• _PROMPT_
Return every line of text in the entries below without changing a character, and leave out the pictures.

• _PROVIDED MATERIAL_
<<<<
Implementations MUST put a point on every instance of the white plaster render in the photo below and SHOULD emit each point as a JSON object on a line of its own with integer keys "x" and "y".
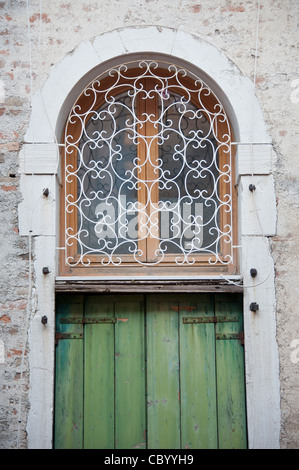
{"x": 236, "y": 93}
{"x": 261, "y": 353}
{"x": 222, "y": 73}
{"x": 37, "y": 213}
{"x": 254, "y": 159}
{"x": 257, "y": 207}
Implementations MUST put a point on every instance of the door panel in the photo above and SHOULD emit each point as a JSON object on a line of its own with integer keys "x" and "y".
>>>>
• _FULL OUTPUT_
Implementations MUST put a point on every instance of the white plaster render in the photo below and SHOULD emit each point as a JSON object on a line of its own with integer keys "x" and "y".
{"x": 236, "y": 93}
{"x": 261, "y": 353}
{"x": 222, "y": 73}
{"x": 37, "y": 213}
{"x": 254, "y": 159}
{"x": 257, "y": 207}
Implementations MUST put a point on every instance of the door panel in the photo above and SHOULD emit each point as a JSON object on a line of its own with integer keys "x" and "y".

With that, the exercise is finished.